++++ Excerpted data ++++

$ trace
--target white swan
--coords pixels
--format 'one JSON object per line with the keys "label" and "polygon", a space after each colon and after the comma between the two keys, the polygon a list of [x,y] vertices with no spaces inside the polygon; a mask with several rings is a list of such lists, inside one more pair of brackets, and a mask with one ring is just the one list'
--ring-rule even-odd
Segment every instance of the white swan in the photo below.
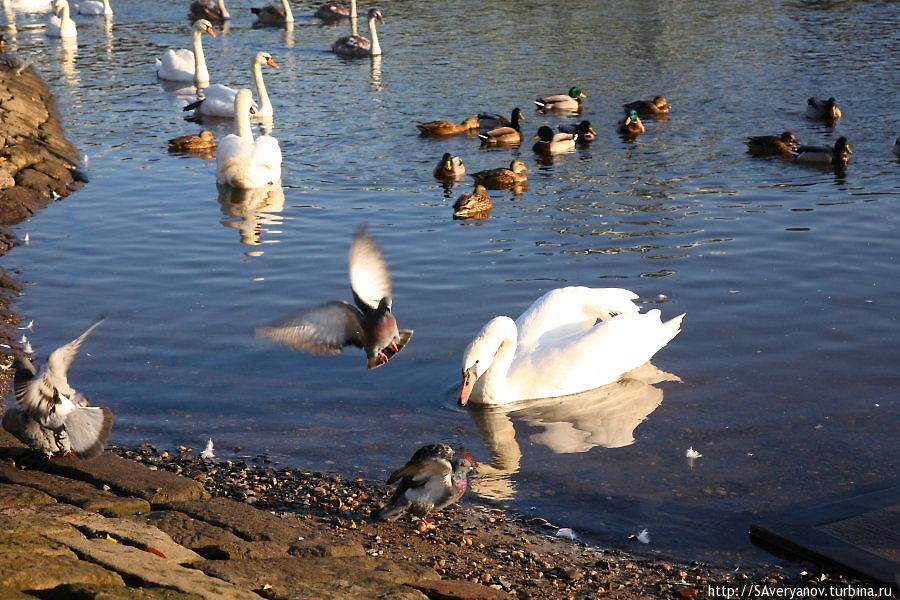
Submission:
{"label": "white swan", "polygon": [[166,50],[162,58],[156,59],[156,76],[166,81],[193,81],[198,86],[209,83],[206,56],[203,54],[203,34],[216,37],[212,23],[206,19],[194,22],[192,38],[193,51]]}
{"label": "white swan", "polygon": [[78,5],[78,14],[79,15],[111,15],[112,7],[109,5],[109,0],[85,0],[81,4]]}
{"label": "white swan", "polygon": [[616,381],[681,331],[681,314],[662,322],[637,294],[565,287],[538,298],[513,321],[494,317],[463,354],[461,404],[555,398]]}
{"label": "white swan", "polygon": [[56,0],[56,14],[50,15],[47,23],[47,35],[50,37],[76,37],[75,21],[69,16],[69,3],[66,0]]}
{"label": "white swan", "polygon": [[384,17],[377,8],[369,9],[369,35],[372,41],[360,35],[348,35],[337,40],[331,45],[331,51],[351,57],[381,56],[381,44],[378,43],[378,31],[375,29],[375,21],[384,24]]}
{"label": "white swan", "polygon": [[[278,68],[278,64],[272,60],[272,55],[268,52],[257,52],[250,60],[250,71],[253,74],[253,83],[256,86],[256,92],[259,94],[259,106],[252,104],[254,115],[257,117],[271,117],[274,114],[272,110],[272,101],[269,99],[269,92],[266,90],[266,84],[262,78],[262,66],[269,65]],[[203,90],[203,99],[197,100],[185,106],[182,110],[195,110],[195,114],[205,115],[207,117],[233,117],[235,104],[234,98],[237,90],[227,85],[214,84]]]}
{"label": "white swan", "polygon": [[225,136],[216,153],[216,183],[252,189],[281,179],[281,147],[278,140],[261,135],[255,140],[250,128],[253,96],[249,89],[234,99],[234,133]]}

++++

Write out the records from the start through the line containing "--ring-rule even-odd", changing "pixels" to "px" and keeping everything else unchanged.

Solution for this task:
$ trace
--target white swan
--coords px
--format 'one JSON object per line with the keys "label" and "polygon", a space after each colon and after the comma between the two keys, the polygon a list of [x,y] vertices with no spaces inside the polygon; a mask with several rings is a list of such lists, inside one more pair of brackets, and a mask with one ring is just the one list'
--ring-rule even-odd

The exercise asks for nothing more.